● **REQUIREMENT**
Reproduce the material verbatim, from the line that contains "For sports analytics purposes, locate the man" through the end of the material, with both of those lines included.

********************

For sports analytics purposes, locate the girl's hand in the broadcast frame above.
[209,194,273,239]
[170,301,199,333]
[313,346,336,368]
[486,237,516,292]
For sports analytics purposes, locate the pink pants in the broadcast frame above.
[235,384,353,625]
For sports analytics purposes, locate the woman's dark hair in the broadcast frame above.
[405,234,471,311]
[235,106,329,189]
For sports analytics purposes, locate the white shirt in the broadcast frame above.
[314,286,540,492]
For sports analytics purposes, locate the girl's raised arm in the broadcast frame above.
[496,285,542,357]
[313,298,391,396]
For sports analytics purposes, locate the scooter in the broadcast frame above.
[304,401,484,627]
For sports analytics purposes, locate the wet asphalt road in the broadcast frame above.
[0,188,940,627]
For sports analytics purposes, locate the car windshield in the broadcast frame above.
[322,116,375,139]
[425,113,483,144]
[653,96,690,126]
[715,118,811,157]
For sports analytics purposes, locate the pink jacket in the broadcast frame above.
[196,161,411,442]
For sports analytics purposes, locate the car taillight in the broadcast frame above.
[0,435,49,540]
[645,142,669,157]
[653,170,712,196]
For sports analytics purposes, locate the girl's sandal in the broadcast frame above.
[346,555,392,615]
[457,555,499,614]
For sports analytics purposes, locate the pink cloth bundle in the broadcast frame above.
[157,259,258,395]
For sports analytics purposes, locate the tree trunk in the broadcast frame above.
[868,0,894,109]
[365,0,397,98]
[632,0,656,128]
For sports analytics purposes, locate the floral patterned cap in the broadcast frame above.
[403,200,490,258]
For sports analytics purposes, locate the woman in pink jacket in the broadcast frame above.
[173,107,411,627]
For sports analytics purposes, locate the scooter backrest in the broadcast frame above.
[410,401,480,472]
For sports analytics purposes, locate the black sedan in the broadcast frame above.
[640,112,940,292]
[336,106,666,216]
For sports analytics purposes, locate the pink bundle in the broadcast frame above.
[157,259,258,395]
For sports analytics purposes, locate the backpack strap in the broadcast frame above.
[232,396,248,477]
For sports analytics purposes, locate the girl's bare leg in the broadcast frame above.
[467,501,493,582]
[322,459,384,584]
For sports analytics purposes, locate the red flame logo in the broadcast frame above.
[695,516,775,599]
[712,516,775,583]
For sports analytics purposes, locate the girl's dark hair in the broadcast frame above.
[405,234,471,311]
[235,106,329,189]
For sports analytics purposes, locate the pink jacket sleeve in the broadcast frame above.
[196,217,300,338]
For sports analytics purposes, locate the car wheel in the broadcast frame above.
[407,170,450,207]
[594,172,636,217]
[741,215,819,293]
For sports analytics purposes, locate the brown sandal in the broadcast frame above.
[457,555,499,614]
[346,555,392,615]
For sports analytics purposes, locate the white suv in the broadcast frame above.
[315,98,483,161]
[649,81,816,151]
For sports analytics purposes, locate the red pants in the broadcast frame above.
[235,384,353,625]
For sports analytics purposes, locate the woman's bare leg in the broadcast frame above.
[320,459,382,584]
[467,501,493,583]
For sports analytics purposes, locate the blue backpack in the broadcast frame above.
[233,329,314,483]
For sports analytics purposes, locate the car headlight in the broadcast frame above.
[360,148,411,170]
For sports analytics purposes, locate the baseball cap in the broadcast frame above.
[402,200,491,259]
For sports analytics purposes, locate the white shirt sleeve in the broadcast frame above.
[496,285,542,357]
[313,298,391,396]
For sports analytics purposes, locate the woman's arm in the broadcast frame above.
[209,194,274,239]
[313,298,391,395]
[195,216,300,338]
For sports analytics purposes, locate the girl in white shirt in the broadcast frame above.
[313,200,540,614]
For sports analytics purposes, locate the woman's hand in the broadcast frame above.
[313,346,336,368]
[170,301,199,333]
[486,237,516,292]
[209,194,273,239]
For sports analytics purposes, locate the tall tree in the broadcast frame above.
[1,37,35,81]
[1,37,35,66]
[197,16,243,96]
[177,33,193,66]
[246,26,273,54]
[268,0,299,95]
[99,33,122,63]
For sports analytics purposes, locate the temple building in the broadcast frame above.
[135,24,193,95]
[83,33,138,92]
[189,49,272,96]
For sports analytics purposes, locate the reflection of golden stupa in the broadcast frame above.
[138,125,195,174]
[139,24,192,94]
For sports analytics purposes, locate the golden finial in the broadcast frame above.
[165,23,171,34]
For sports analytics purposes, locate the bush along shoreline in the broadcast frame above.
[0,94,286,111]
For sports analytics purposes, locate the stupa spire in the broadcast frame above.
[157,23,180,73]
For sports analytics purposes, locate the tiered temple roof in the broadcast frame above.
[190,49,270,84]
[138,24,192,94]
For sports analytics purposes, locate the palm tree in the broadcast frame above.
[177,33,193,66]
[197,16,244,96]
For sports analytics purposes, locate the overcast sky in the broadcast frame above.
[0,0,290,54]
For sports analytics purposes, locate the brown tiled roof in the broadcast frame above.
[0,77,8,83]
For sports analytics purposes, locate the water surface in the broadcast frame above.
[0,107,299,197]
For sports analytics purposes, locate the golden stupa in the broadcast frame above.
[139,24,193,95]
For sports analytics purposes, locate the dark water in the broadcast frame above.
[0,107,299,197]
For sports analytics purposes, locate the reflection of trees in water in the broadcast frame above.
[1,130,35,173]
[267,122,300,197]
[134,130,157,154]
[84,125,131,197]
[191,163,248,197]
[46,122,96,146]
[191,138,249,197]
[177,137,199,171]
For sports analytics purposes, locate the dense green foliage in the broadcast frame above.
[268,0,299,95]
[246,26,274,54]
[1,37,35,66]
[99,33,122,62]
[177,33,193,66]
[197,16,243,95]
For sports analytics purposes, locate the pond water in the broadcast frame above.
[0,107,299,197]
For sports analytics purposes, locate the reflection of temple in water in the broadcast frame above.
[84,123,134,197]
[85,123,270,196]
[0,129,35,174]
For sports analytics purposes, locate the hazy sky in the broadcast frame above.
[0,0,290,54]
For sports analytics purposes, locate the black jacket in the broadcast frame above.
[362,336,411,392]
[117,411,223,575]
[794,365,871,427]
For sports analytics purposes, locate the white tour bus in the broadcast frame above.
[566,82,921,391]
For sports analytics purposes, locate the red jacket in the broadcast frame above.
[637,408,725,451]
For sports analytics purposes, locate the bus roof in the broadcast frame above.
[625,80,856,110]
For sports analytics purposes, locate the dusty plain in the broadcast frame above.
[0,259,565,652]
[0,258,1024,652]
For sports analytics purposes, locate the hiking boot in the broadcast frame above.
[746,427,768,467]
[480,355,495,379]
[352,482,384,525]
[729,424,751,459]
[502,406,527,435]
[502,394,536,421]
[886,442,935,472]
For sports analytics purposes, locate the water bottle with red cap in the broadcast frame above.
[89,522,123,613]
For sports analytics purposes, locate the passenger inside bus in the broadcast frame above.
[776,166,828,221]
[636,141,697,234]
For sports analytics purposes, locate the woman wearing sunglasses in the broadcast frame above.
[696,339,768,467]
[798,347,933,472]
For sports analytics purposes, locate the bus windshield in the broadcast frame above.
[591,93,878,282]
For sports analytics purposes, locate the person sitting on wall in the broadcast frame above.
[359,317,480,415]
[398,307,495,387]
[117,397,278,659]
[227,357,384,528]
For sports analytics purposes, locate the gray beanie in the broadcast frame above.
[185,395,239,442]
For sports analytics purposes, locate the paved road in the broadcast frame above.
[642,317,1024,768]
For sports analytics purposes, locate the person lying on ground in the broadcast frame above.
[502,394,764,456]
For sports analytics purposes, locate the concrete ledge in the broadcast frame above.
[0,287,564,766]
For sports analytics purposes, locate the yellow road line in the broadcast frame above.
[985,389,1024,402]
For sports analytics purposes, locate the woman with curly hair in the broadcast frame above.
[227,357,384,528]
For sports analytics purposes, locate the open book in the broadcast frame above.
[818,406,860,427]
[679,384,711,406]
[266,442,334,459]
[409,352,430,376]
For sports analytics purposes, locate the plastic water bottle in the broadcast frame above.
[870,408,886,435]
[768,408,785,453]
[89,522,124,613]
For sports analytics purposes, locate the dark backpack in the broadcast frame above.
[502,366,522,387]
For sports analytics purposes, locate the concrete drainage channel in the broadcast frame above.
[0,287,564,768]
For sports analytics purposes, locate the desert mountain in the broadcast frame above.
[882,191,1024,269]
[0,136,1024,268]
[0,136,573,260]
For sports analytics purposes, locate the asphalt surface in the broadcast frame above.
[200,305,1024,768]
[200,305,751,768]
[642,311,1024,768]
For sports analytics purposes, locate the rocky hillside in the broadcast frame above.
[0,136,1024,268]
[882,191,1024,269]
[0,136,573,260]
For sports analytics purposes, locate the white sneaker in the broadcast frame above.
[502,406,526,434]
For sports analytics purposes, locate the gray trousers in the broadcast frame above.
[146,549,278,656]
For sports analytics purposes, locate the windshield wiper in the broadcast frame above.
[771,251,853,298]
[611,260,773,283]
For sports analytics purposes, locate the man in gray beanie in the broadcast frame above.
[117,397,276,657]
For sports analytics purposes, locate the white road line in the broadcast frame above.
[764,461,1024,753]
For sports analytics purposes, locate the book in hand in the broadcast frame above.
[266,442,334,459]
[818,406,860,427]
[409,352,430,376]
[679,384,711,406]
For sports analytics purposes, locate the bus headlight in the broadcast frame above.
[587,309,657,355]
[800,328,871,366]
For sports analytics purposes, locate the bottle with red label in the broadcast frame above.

********************

● **SOLUTION TO THE PROBLEM**
For sports analytics purposes, locate the man in gray beanie in the broadcast frame above.
[117,397,276,657]
For sports analytics purposes, locate the white road line in the broadcast frame above.
[764,461,1024,753]
For sports analytics purposes, locate the book in hand in the broadcast frame above.
[266,442,334,459]
[818,406,860,427]
[409,352,430,376]
[679,384,711,406]
For sports analytics purposes, locate the bus headlight in the broadcast frame above.
[587,309,657,355]
[800,328,871,366]
For sports analytics purposes, locate the bottle with red label in the broadcast frame above.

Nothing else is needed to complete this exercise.